■ WHAT TO PRODUCE ■
When you reach the line with "x=432 y=437" in the data below, begin printing lines exactly, and stop once the line with "Keep to two rules. Tag each instance of the building" has been printed.

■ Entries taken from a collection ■
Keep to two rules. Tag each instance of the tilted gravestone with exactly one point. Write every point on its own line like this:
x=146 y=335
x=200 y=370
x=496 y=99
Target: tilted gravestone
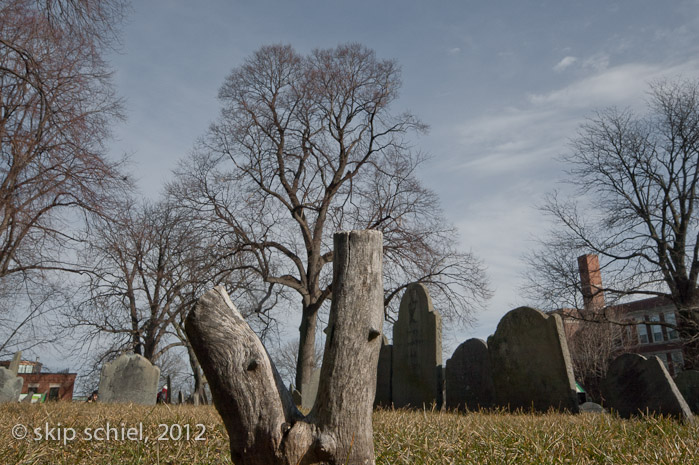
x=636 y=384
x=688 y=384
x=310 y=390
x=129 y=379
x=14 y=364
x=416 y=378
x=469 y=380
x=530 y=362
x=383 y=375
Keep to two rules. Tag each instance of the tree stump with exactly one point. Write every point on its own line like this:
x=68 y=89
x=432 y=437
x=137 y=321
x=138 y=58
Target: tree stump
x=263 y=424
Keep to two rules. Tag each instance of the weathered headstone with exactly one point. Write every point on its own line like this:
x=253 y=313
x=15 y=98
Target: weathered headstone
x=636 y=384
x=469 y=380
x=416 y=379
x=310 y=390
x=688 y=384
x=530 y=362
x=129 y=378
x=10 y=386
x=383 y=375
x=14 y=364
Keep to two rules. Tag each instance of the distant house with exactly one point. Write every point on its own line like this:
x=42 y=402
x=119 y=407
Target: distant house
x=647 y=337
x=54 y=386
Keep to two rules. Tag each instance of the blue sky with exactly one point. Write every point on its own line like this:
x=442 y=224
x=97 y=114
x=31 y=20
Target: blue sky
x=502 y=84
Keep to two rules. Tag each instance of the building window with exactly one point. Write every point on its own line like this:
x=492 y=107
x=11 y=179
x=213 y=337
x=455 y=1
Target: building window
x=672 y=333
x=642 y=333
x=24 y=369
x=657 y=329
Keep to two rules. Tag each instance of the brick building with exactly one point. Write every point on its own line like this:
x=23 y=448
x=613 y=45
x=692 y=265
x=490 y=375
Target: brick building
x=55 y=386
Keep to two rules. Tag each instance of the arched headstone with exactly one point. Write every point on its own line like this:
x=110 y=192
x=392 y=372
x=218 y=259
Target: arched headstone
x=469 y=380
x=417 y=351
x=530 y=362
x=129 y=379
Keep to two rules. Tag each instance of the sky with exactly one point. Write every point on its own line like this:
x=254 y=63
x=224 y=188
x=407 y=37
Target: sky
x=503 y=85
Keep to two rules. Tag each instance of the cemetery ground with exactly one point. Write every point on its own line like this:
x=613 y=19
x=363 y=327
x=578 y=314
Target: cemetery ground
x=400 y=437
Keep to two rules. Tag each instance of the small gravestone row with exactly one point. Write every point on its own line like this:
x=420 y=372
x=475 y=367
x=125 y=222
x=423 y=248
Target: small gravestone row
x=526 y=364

---

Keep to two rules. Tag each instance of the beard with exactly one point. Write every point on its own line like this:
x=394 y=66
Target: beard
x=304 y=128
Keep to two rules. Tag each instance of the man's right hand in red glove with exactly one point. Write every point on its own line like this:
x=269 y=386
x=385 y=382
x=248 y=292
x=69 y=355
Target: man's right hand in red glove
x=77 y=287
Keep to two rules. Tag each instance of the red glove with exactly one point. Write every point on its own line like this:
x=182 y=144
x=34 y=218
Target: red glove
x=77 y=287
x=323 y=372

■ TASK RESPONSE ■
x=432 y=437
x=137 y=321
x=138 y=58
Target: tree stump
x=263 y=424
Keep to two rules. Tag each instance of the weathered headstone with exactly one point. Write every point on its own line like this:
x=253 y=313
x=15 y=98
Target: weathered headstone
x=636 y=384
x=469 y=380
x=416 y=379
x=310 y=390
x=688 y=384
x=530 y=362
x=129 y=378
x=10 y=386
x=383 y=375
x=14 y=364
Keep to two rules. Tag each instance of the distant house with exactly one point. Write every point on its own line like this:
x=42 y=402
x=119 y=407
Target: distant house
x=647 y=337
x=54 y=386
Keep to two rules. Tag each instance of the blue sky with exactly one point. Write every point on its own line like this:
x=442 y=224
x=97 y=114
x=31 y=20
Target: blue sky
x=502 y=84
Keep to two rules. Tag each instance of the building window with exactly one point. Write every point on its own line like this:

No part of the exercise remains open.